---- DOKUMENTTEXT

SZ-Serie: Bühne? Frei!:Unter Druckverlust

SZ-Serie: Bühne? Frei!: Martin Lidl tritt unter anderem mit der Kabarettmusikgruppe Les Derhosn, mit Fei Scho oder dem Orchester Marah auf. Solo ist er mit seinem Projekt Lidloop unterwegs.

Martin Lidl tritt unter anderem mit der Kabarettmusikgruppe Les Derhosn, mit Fei Scho oder dem Orchester Marah auf. Solo ist er mit seinem Projekt Lidloop unterwegs.

(Foto: Ingolf Hatz)

Kultur-Lockdown, Tag 108: Der Musiker erlebt plötzlich Neues - Entspannung

Gastbeitrag von Martin Lidl

Ich traue es mich kaum schreiben, aber der erste Lockdown kam gerade rechtzeitig. Wir standen in vollkommener Erschöpfung mit unserer Show "La Strada" auf der Bühne des GOP Varieté Theaters München, sechs Wochen quasi durchgängiges hochfrequentes Proben und die geglückte Premiere hinter uns, ein freier Tag und danach 68 Shows in knapp zwei Monaten vor uns. Da war die Nachricht vom Spielstopp erst mal so etwas wie die Rettung. Die erste Woche einfach durchschlafen, die zweite mal aufräumen, dann kamen die ersten warmen Tage, und der Lockdown brachte eine vollkommen neue Seite in mein 30-jähriges Bühnenleben. Entspannung. Künstler haben Pause, vollkommen ohne Neid, allen geht es gleich, niemand spielt. Egal ob Star mit Weltruhm oder Hans Dampf in den Gassen, ob Olympiahalle oder Fußgängerzone, Stille. Eine Erfahrung, die mir aufzeigte, wie viel Blick zur Seite, auf andere in meinem Leben, in unserem Beruf wohl existiert. Wie machen es die Kolleginnen und Kollegen, wer spielt wann und wo? Oft vielleicht nicht direkt mit Neid, aber mit Druck auf alle Fälle.

--------
---- ERFASSTE DATEN

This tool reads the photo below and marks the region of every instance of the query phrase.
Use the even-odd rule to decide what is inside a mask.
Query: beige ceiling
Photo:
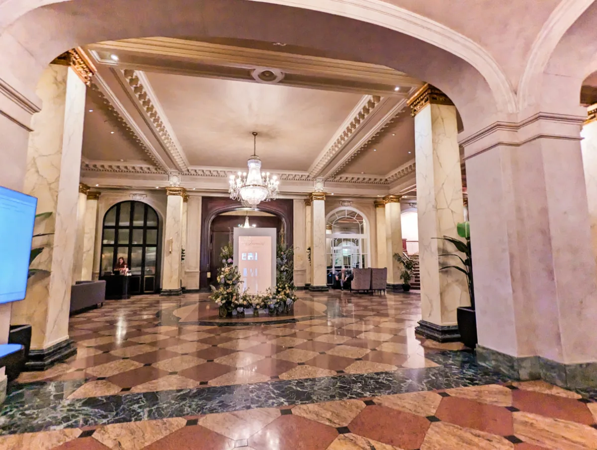
[[[362,96],[146,72],[190,166],[307,170]]]
[[[385,175],[414,158],[414,119],[403,111],[376,142],[367,145],[341,173]]]
[[[151,163],[147,154],[91,89],[87,90],[85,99],[82,153],[88,160]]]

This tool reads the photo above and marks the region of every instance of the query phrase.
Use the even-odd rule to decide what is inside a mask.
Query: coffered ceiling
[[[405,74],[272,42],[152,38],[81,51],[97,69],[84,182],[155,188],[176,172],[183,185],[223,192],[255,131],[282,193],[310,192],[316,179],[364,196],[414,185],[406,100],[422,82]]]

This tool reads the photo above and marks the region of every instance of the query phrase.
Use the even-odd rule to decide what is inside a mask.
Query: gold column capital
[[[588,124],[589,122],[593,122],[596,120],[597,120],[597,103],[592,105],[587,108],[587,120],[584,123]]]
[[[166,188],[166,195],[180,195],[184,200],[184,196],[187,195],[186,193],[186,189],[184,188],[180,187],[167,187]]]
[[[402,198],[402,195],[386,195],[383,198],[384,204],[387,204],[388,203],[399,203],[400,199]]]
[[[81,81],[87,86],[91,84],[91,78],[97,69],[93,63],[85,55],[83,49],[80,47],[71,48],[68,51],[58,56],[51,64],[59,64],[61,66],[70,66],[75,71]]]
[[[311,192],[309,194],[309,199],[311,201],[314,200],[325,200],[325,192]]]
[[[425,83],[407,102],[407,105],[411,108],[411,115],[413,117],[423,108],[431,103],[454,105],[448,96],[429,83]]]
[[[79,194],[84,194],[85,195],[87,195],[87,192],[89,192],[89,189],[91,189],[91,188],[90,188],[88,186],[87,186],[87,185],[86,185],[85,183],[79,183]]]

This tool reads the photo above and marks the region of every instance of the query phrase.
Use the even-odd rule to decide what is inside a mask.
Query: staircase
[[[421,289],[421,275],[418,270],[418,255],[414,254],[409,256],[413,259],[417,260],[417,264],[413,271],[413,279],[411,280],[411,289],[419,290]]]

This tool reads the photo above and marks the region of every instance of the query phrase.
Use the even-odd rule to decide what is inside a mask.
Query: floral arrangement
[[[236,311],[237,317],[245,317],[247,310],[252,309],[258,316],[260,310],[267,310],[270,315],[288,314],[293,311],[298,299],[293,280],[294,251],[285,244],[280,244],[276,249],[276,285],[262,295],[241,292],[241,273],[233,265],[233,250],[226,246],[220,253],[224,265],[218,271],[219,286],[211,286],[211,299],[220,308],[220,317],[230,317]]]

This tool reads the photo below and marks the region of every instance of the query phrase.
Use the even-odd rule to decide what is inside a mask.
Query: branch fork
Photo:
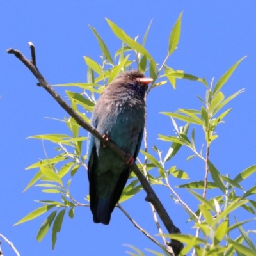
[[[67,112],[81,127],[87,130],[95,138],[99,139],[104,145],[106,145],[106,147],[109,147],[110,148],[111,148],[117,155],[118,155],[121,157],[121,159],[125,163],[129,161],[129,157],[124,151],[119,148],[113,142],[107,140],[106,138],[104,138],[96,129],[95,129],[93,127],[91,126],[89,124],[84,121],[49,84],[44,76],[39,72],[36,67],[35,46],[31,42],[29,42],[28,44],[31,52],[31,60],[30,61],[28,60],[19,50],[9,49],[7,50],[7,52],[9,54],[14,54],[15,57],[20,60],[27,67],[27,68],[38,80],[39,83],[37,84],[37,85],[45,89],[61,106],[61,108],[63,108],[64,110],[65,110],[66,112]],[[131,168],[136,175],[144,190],[147,193],[147,197],[145,198],[146,201],[150,202],[153,205],[168,233],[180,234],[180,230],[174,225],[173,221],[168,214],[162,203],[156,195],[154,191],[152,188],[146,177],[140,171],[137,165],[134,163],[131,166]],[[170,246],[168,249],[170,249],[169,251],[170,251],[170,254],[173,256],[178,255],[178,254],[180,253],[183,248],[183,244],[175,240],[172,240],[168,245]]]

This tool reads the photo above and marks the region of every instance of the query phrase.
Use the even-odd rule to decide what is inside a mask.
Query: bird
[[[152,80],[136,70],[121,73],[106,86],[94,107],[91,125],[130,156],[124,163],[89,132],[90,207],[96,223],[109,223],[139,153],[145,122],[144,98]]]

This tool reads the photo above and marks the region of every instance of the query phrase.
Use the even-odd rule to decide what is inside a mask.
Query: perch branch
[[[19,253],[19,252],[17,250],[11,241],[10,241],[4,236],[2,235],[1,234],[0,234],[0,237],[2,237],[12,247],[12,248],[15,252],[17,256],[20,256],[20,253]],[[1,252],[0,255],[3,256],[3,252],[0,251],[0,252]]]
[[[35,47],[31,42],[29,42],[29,45],[31,51],[32,60],[29,61],[19,51],[9,49],[7,52],[14,54],[19,60],[20,60],[28,68],[33,74],[35,77],[38,80],[37,84],[38,86],[45,89],[57,101],[57,102],[83,128],[87,130],[93,134],[95,138],[99,140],[102,143],[111,148],[121,159],[125,163],[129,160],[129,156],[125,152],[119,148],[113,143],[106,140],[98,131],[85,122],[72,108],[59,95],[59,94],[49,84],[47,81],[44,79],[43,76],[39,72],[35,64]],[[135,163],[131,166],[132,170],[135,173],[140,182],[141,182],[144,190],[147,193],[145,200],[154,205],[156,211],[158,213],[161,220],[164,223],[166,230],[169,234],[180,233],[180,230],[177,228],[171,218],[168,216],[166,211],[163,207],[162,203],[156,196],[154,191],[151,186],[144,177],[143,174],[140,171]],[[169,245],[172,248],[174,255],[177,255],[183,248],[182,243],[175,240],[172,240]]]

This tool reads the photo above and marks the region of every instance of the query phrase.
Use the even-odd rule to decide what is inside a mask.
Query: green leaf
[[[52,250],[54,249],[55,244],[57,241],[57,233],[59,232],[61,228],[62,221],[63,220],[65,211],[66,210],[63,209],[58,213],[53,224],[52,234]]]
[[[206,207],[206,206],[205,206],[204,205],[203,205],[203,204],[200,205],[199,209],[206,221],[206,223],[200,223],[200,224],[202,224],[203,226],[205,226],[207,227],[208,232],[204,231],[204,233],[207,234],[208,236],[209,231],[209,225],[212,226],[212,223],[213,223],[212,216],[211,214],[211,212],[209,212],[209,211]],[[199,224],[199,223],[197,223],[197,224]],[[200,226],[200,227],[204,228],[203,226]]]
[[[131,189],[126,191],[125,193],[122,193],[120,199],[119,200],[119,203],[122,203],[127,200],[131,198],[138,192],[140,191],[143,189],[141,185],[138,185],[135,188],[131,188]]]
[[[58,173],[59,176],[61,178],[64,177],[67,173],[68,173],[68,172],[70,170],[70,168],[74,164],[74,162],[69,162],[69,163],[67,163],[66,164],[63,165],[60,170],[60,172]]]
[[[166,65],[164,65],[164,74],[167,74],[169,72],[172,73],[173,72],[174,70],[172,68],[167,67]],[[176,78],[171,76],[168,76],[167,78],[169,80],[170,83],[171,83],[173,88],[176,89]]]
[[[44,204],[51,204],[54,206],[65,206],[64,204],[61,203],[58,201],[52,201],[52,200],[36,200],[38,203],[42,203]]]
[[[135,255],[135,256],[145,256],[145,254],[140,250],[138,249],[137,248],[132,246],[132,245],[130,244],[124,244],[125,246],[128,246],[130,247],[131,248],[133,249],[138,254],[134,254],[134,253],[129,253],[131,255]]]
[[[68,97],[74,99],[76,102],[84,107],[86,109],[90,111],[92,111],[93,109],[95,103],[84,98],[81,94],[70,91],[65,91],[65,92]]]
[[[225,84],[225,83],[228,80],[229,77],[233,74],[234,71],[235,71],[236,68],[239,65],[240,62],[242,61],[246,56],[242,58],[237,62],[236,62],[230,68],[228,69],[226,73],[220,78],[220,79],[217,82],[216,84],[214,86],[214,89],[213,90],[213,95],[215,95],[221,89],[222,86]]]
[[[75,215],[75,207],[72,207],[68,211],[69,217],[72,219]]]
[[[42,173],[41,171],[39,171],[38,172],[36,173],[36,174],[32,178],[32,179],[30,180],[29,183],[27,185],[27,186],[25,188],[25,189],[23,190],[23,192],[25,192],[26,190],[28,190],[32,185],[33,185],[35,182],[36,182],[37,180],[38,180],[42,175]]]
[[[73,177],[76,172],[77,172],[77,170],[79,169],[79,168],[80,167],[79,165],[74,165],[71,171],[71,177]]]
[[[27,138],[28,139],[40,139],[46,140],[55,143],[59,143],[60,141],[65,141],[63,139],[70,138],[70,136],[65,134],[42,134],[42,135],[35,135]],[[65,143],[64,142],[63,144]],[[70,145],[70,143],[67,143]]]
[[[219,92],[212,99],[209,110],[211,112],[220,102],[224,100],[224,94],[221,92]]]
[[[233,180],[232,179],[231,179],[230,178],[228,178],[226,176],[221,175],[221,177],[223,179],[223,180],[229,183],[232,186],[237,187],[237,188],[239,188],[240,189],[243,190],[243,191],[244,191],[244,189],[243,188],[243,187],[239,185],[239,183],[236,182],[236,181]]]
[[[194,237],[191,235],[184,235],[181,234],[169,234],[163,235],[165,237],[171,238],[172,239],[179,241],[181,243],[189,243],[189,242],[193,239],[194,244],[205,244],[206,241],[199,237]],[[195,239],[196,238],[196,239]]]
[[[132,51],[132,49],[129,46],[124,46],[123,47],[122,45],[122,47],[119,50],[116,51],[116,52],[115,54],[115,60],[118,55],[122,54],[122,56],[124,56],[124,53],[129,51]],[[122,60],[124,60],[124,58]],[[121,61],[122,60],[121,60]]]
[[[220,110],[225,105],[226,105],[228,102],[229,102],[231,100],[234,98],[237,97],[238,95],[241,93],[242,92],[244,92],[244,89],[241,89],[237,92],[236,93],[234,93],[231,96],[228,97],[228,98],[226,99],[224,101],[218,105],[215,109],[212,111],[212,116]]]
[[[90,67],[93,71],[97,73],[99,75],[101,75],[103,72],[101,70],[100,66],[94,60],[92,60],[91,58],[84,56],[85,60],[85,62],[86,63],[87,66]]]
[[[186,183],[182,185],[176,186],[177,188],[186,188],[193,189],[204,189],[204,181],[194,181],[193,182]],[[207,181],[206,188],[209,189],[218,188],[218,187],[214,182]]]
[[[44,193],[63,193],[64,191],[59,189],[43,189],[42,192]]]
[[[169,38],[168,54],[171,55],[178,45],[180,36],[182,12],[175,24]]]
[[[150,60],[150,62],[149,64],[149,72],[150,76],[154,80],[157,78],[157,67],[155,61],[153,59]]]
[[[213,207],[212,204],[209,201],[208,201],[205,198],[204,198],[203,196],[202,196],[198,194],[197,193],[193,191],[193,190],[189,189],[188,191],[193,195],[194,195],[196,198],[197,198],[200,202],[201,202],[201,203],[204,204],[205,206],[207,206],[208,207],[208,209],[210,209],[214,212],[215,212],[214,207]]]
[[[88,69],[90,68],[88,67]],[[90,69],[91,70],[91,69]],[[88,76],[88,75],[87,75]],[[92,75],[91,75],[92,76]],[[88,89],[89,90],[90,88],[92,87],[100,87],[101,85],[95,84],[94,83],[94,80],[91,80],[93,79],[92,77],[91,78],[87,78],[88,79],[88,83],[70,83],[67,84],[54,84],[52,85],[52,87],[79,87],[82,89]],[[90,79],[90,80],[88,80]],[[94,79],[94,78],[93,78]]]
[[[166,74],[165,75],[160,76],[159,77],[175,77],[179,79],[187,79],[187,80],[192,80],[192,81],[197,81],[198,82],[202,82],[202,79],[197,77],[195,76],[190,75],[189,74],[183,73],[181,72],[179,72],[178,70],[174,71],[173,72],[169,72]]]
[[[211,175],[213,180],[214,180],[215,184],[219,187],[220,189],[224,193],[226,191],[226,188],[225,187],[223,180],[217,168],[211,163],[210,160],[207,161],[209,170],[211,173]]]
[[[248,189],[246,192],[243,195],[243,197],[245,198],[253,194],[256,194],[256,186],[253,186],[250,189]]]
[[[129,58],[129,55],[127,55],[122,61],[121,63],[118,65],[117,66],[115,66],[115,68],[113,69],[108,79],[108,83],[109,84],[110,83],[112,82],[113,80],[115,79],[115,77],[118,76],[119,74],[120,71],[121,69],[125,67],[125,63]]]
[[[164,157],[164,163],[171,159],[176,154],[176,153],[179,150],[181,146],[182,146],[181,144],[178,144],[175,142],[173,142],[166,154],[166,156]]]
[[[236,222],[237,222],[237,220],[236,218]],[[243,228],[241,225],[239,225],[238,227],[238,229],[240,231],[241,234],[242,235],[243,237],[244,238],[244,241],[246,242],[247,244],[250,247],[252,250],[255,251],[256,252],[256,248],[253,244],[253,243],[252,241],[252,240],[250,239],[249,236],[248,234],[244,231],[244,230]]]
[[[141,58],[141,60],[140,61],[139,64],[139,70],[144,73],[145,70],[146,70],[147,67],[147,56],[146,55],[143,55]]]
[[[225,218],[230,212],[248,202],[247,200],[235,200],[227,207],[216,218],[218,223],[220,220]]]
[[[137,51],[141,55],[146,55],[147,58],[149,60],[152,60],[152,61],[154,61],[154,58],[150,55],[150,54],[138,42],[132,39],[127,35],[126,35],[125,33],[115,23],[112,22],[108,19],[106,19],[106,20],[107,20],[113,32],[119,39],[125,42],[127,45],[129,45],[132,49]]]
[[[207,112],[206,111],[206,109],[204,108],[204,106],[202,106],[201,108],[201,120],[204,123],[204,126],[205,126],[206,128],[208,128],[209,116]]]
[[[55,205],[44,205],[42,207],[37,208],[34,210],[33,212],[28,214],[24,218],[21,219],[20,221],[14,224],[14,226],[16,225],[23,223],[24,222],[28,221],[29,220],[35,219],[36,217],[43,214],[49,210],[51,210],[52,208],[54,207]]]
[[[221,222],[219,227],[218,227],[217,230],[215,233],[215,243],[214,244],[217,245],[219,244],[224,236],[227,234],[227,230],[228,228],[228,221],[226,220],[224,221]]]
[[[168,171],[168,175],[172,174],[173,177],[178,179],[189,179],[188,175],[183,170],[176,169],[176,166],[171,167]]]
[[[49,169],[44,166],[41,166],[40,171],[47,178],[49,178],[51,180],[55,181],[63,186],[61,179],[52,169]]]
[[[256,172],[256,165],[252,165],[247,168],[246,169],[242,171],[239,174],[238,174],[236,178],[234,179],[234,181],[239,183],[243,180],[244,180],[246,178],[251,176]]]
[[[179,110],[179,112],[180,112],[180,113],[187,115],[188,116],[189,116],[189,117],[191,117],[191,118],[193,118],[195,121],[196,121],[198,124],[200,124],[202,125],[205,125],[204,120],[202,120],[200,118],[199,118],[198,116],[197,116],[196,115],[195,115],[193,113],[193,111],[188,111],[186,109],[182,109],[180,108],[179,108],[178,110]],[[202,113],[202,112],[200,113]]]
[[[163,168],[162,166],[158,162],[158,161],[151,154],[147,153],[141,149],[140,150],[141,153],[142,153],[144,156],[147,156],[147,157],[151,161],[151,162],[156,166],[159,168]]]
[[[51,158],[48,159],[41,160],[36,163],[30,165],[29,166],[27,167],[26,170],[29,169],[33,169],[35,168],[40,167],[42,166],[47,166],[51,164],[55,164],[59,163],[61,161],[66,160],[67,157],[56,157],[56,158]]]
[[[246,256],[255,256],[256,255],[256,251],[248,248],[244,245],[241,244],[240,243],[235,242],[229,238],[227,239],[227,241],[236,250],[246,255]]]
[[[95,35],[97,40],[98,40],[98,43],[100,45],[100,47],[101,49],[101,51],[103,52],[103,54],[106,57],[106,58],[108,60],[108,61],[111,63],[112,65],[114,65],[114,63],[113,62],[111,56],[110,55],[110,53],[108,51],[108,49],[107,47],[107,45],[106,45],[106,44],[103,41],[103,40],[101,38],[100,35],[97,33],[95,29],[92,28],[91,26],[89,25],[90,28],[92,30],[93,32],[94,35]]]
[[[40,227],[38,233],[36,236],[36,240],[38,242],[40,242],[46,235],[47,232],[49,230],[49,228],[50,228],[53,220],[55,218],[56,213],[57,211],[54,211],[54,212],[52,212],[43,222],[43,224],[42,224],[42,226]]]
[[[152,20],[153,20],[153,19],[152,19],[150,20],[150,22],[149,23],[149,25],[148,26],[148,28],[147,29],[146,33],[144,35],[143,40],[142,40],[142,46],[143,47],[144,47],[145,44],[146,44],[147,38],[148,37],[149,29],[150,29],[150,26],[151,26],[151,24],[152,24]]]
[[[188,117],[188,116],[184,116],[183,115],[177,114],[175,113],[160,112],[160,113],[161,114],[163,114],[163,115],[166,115],[166,116],[170,116],[170,117],[173,117],[175,118],[180,120],[182,121],[188,122],[189,123],[196,124],[198,124],[200,125],[202,125],[202,124],[204,124],[202,122],[202,121],[200,120],[199,119],[200,121],[198,120],[197,120],[197,119],[192,118],[191,117]]]
[[[159,137],[161,140],[163,140],[164,141],[168,141],[168,142],[172,141],[177,144],[186,145],[185,143],[181,141],[177,137],[171,136],[166,136],[164,135],[161,135],[161,134],[158,134],[158,136]]]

--------

AUFGABENSTELLUNG. Wie viele Shows standen laut dem Gastbeitrag zum Kultur-Lockdown nach der Premiere von „La Strada“ und einem freien Tag noch bevor?

SCHRIFTLICHE ANTWORT. 68 Shows in knapp zwei Monaten.